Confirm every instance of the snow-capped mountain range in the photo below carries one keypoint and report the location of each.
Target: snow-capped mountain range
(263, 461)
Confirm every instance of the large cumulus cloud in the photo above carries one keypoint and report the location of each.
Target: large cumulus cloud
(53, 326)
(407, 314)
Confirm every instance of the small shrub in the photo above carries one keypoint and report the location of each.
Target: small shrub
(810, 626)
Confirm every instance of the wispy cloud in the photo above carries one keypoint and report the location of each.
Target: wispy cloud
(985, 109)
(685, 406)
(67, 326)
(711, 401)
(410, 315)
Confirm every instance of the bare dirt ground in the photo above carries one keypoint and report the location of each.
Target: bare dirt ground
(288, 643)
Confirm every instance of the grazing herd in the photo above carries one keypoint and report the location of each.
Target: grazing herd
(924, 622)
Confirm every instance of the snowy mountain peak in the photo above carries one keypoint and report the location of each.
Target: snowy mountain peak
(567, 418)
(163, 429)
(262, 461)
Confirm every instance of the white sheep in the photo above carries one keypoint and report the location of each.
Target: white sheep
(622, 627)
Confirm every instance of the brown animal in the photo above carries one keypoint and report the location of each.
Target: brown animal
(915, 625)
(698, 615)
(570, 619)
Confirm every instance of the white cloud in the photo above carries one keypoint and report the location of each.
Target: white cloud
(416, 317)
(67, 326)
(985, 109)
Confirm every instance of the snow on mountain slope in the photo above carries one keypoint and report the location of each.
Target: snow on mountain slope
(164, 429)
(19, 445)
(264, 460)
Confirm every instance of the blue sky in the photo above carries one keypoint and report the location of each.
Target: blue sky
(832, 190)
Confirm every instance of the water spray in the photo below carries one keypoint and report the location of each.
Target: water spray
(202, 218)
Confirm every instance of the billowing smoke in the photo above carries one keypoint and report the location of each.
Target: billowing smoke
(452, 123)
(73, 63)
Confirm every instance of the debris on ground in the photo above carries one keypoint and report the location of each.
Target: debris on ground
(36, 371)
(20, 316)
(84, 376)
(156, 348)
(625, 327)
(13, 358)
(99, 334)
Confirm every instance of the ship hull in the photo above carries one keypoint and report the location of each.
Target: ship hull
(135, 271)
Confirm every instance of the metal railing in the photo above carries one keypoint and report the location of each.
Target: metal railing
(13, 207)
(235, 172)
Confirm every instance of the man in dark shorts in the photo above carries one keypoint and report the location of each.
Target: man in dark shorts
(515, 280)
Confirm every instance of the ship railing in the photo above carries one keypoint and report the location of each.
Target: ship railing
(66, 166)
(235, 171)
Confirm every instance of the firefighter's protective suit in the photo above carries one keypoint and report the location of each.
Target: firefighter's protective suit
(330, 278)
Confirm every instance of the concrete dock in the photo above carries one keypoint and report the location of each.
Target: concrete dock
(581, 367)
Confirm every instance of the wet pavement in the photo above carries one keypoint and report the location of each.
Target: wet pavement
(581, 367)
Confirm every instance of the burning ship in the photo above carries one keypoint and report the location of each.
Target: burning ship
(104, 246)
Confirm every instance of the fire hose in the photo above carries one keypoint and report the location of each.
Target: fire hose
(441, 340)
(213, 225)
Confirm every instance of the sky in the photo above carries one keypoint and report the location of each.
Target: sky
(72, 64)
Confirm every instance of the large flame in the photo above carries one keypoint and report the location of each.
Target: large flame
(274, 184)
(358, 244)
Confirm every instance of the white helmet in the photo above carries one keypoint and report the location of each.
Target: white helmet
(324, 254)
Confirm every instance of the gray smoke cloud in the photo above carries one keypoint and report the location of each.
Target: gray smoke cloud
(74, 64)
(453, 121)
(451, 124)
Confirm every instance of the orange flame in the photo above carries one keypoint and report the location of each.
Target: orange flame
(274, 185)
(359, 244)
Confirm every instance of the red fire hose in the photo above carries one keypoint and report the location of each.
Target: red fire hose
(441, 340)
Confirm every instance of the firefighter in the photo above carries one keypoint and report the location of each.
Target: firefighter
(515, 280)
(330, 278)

◆ Directions for this task ◆
Rewrite the entire listing above with "carries one keypoint" changed to "is marked with one keypoint" at every occurrence, leaving every other word and line as it is.

◆ Answer to the task ◆
Confirm every instance of the snow-capped mountain range in the photo below is marked with one keypoint and report the location of each.
Target: snow-capped mountain range
(263, 461)
Confirm every instance of the large cumulus cloud in the photo above is marked with one keypoint and report the location of each.
Target: large cumulus cloud
(53, 326)
(407, 314)
Confirm every instance of the small shrub in the photo above is marked with one keypoint and report the location of each.
Target: small shrub
(810, 626)
Confirm every instance of the wispy cloud in the photo above is marked with one keypoint and report the location of each.
Target: wispy cloud
(985, 109)
(685, 406)
(67, 326)
(711, 401)
(410, 315)
Confirm every instance of the bare dirt ground in the photo above is marked with one keypoint and report the location of each.
Target: bare dirt ground
(288, 643)
Confirm every instance of the grazing herd in the photo above is marked with one keypoint and report the location of each.
Target: grazing herd
(924, 622)
Confirm every instance of the snowy mountain peak in the photo above is marked with one keypoint and report the location of each.
Target: snowy mountain peak
(567, 418)
(163, 429)
(262, 461)
Confirm every instance of the white sheep in the photo above is marked with one keypoint and report the location of each.
Target: white sheep
(622, 627)
Confirm every instance of the brown animal in the photo above is marked with one keypoint and report the location of each.
Target: brown animal
(915, 625)
(698, 615)
(570, 619)
Confirm every instance of the white cloud in the photo above is marked with one keypoint and report the location of each.
Target: white cloud
(416, 317)
(67, 326)
(985, 109)
Confirm every instance of the snow on mountain slope in the photo above is marked with one keypoint and report the location of each.
Target: snow on mountain slope
(164, 429)
(19, 445)
(264, 460)
Confirm every instance of the blue sky in the photo above is marked with one keypoint and report the location of each.
Target: blue sky
(832, 190)
Confirm every instance of the water spray in the photo below is marked with one keypoint and report the location of each.
Target: water spray
(202, 218)
Confirm every instance of the billowing smoke in the photo above is marked with one keypoint and report the location of each.
Target: billowing smoke
(452, 123)
(73, 63)
Confirm every instance of the debris on ground in the photo above is marked with one keypoint and report the location of each.
Target: debris on ground
(36, 371)
(20, 316)
(84, 376)
(156, 348)
(625, 327)
(13, 358)
(99, 334)
Confirm every instance of the ship hull in the photo above is marked with one keypoint and report the location of each.
Target: ship hull
(135, 271)
Confirm every instance of the metal railing in the photo above is marked with one keypoint and report the location of each.
Target: metal railing
(13, 207)
(235, 172)
Confirm every instance of the man in dark shorts in the photo above is marked with one keypoint and report the location of each.
Target: man in dark shorts
(515, 280)
Confirm every instance of the ship railing in the photo above is marked with one keypoint and report the location of each.
Target: ship railing
(66, 166)
(235, 171)
Confirm every instance of the firefighter's protective suit in the photo above is marked with one keypoint and report the location of each.
Target: firefighter's protective suit
(330, 278)
Confirm every instance of the concrete dock in the photo above is marked with one keypoint and report the location of each.
Target: concrete dock
(581, 367)
Confirm every instance of the wet pavement in the photo above is marked with one keypoint and report the location of each.
Target: wet pavement
(581, 367)
Confirm every instance of the burning ship in the photo above is marked with one keypoint and report the location of each.
Target: burning ship
(104, 246)
Confirm every instance of the fire hose in the photo above is marked with one keypoint and report the location of each.
Target: fire hose
(441, 340)
(213, 225)
Confirm every instance of the sky in the photo above is marked with one keypoint and report the location of each.
Target: sky
(72, 64)
Confirm every instance of the large flame in the photo above is marked with one keypoint and report the location of each.
Target: large flame
(274, 184)
(358, 244)
Confirm every instance of the white helmet in the photo above is marked with one keypoint and report the location of each.
Target: white helmet
(324, 254)
Confirm every instance of the gray smoke cloud in the photo above is marked with one keypoint and report the location of each.
Target: gray smoke cloud
(74, 64)
(453, 121)
(451, 124)
Confirm every instance of the orange flame in the photo above is marked with one keypoint and report the location of each.
Target: orange flame
(274, 185)
(359, 244)
Confirm every instance of the red fire hose in the photo above is marked with one keypoint and report the location of each.
Target: red fire hose
(441, 340)
Confirm every instance of the firefighter in the photo above is marked with one keypoint and report the location of each.
Target: firefighter
(515, 280)
(330, 278)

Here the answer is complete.